⟨

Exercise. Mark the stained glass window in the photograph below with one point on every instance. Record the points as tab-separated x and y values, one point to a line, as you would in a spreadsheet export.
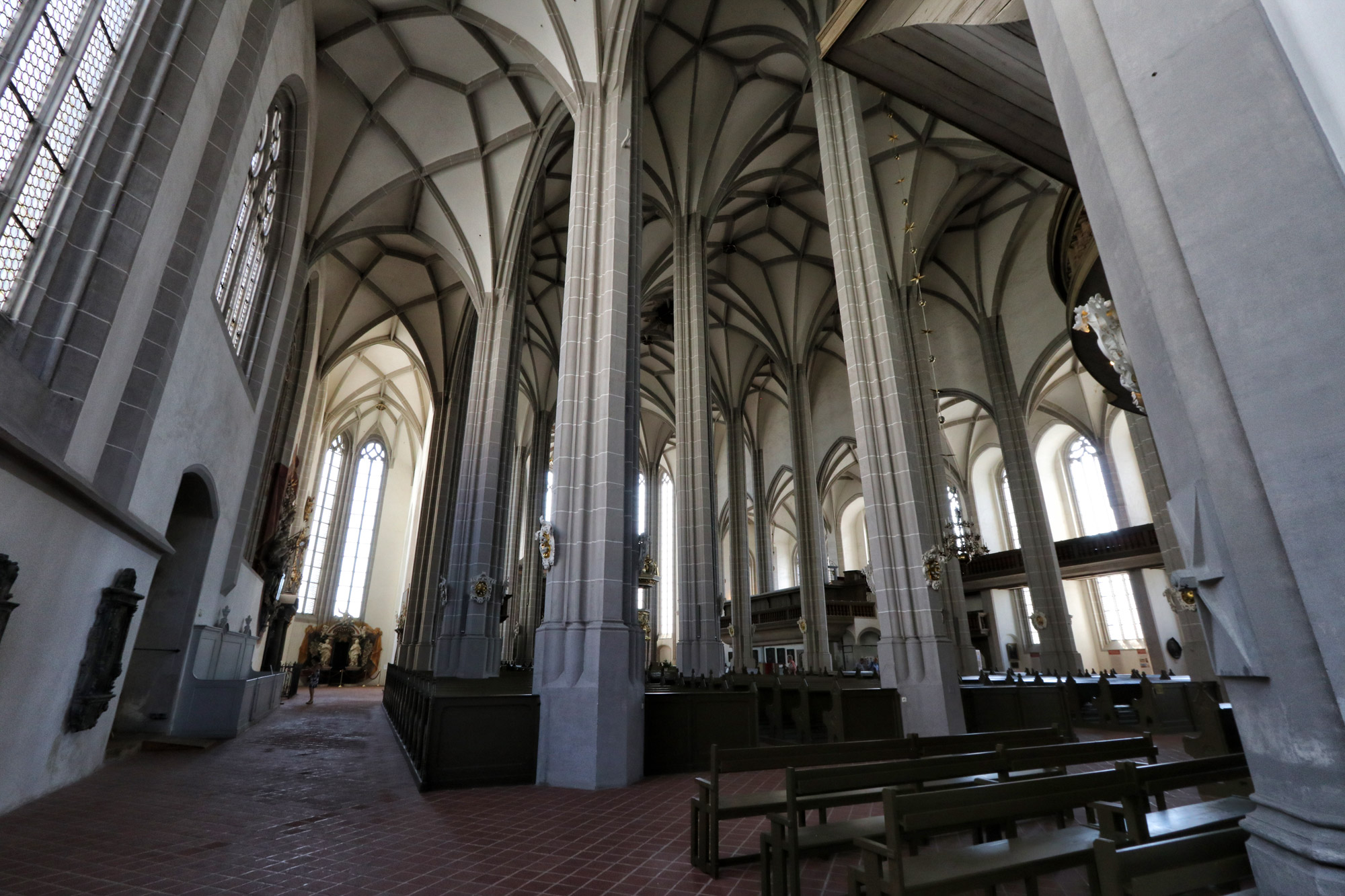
358	546
1091	497
319	537
64	50
252	244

⟩

◆ Task description ◆
Restate each line of the material word for word, skipping any picture.

◆ Task output ◆
Exercise. Mark the stained glass window in the photograph below with one point on every instance. Record the points as tab-separated x and y values, one point to a line, as you would in a spreadsheet export.
358	546
1091	497
319	537
64	50
252	244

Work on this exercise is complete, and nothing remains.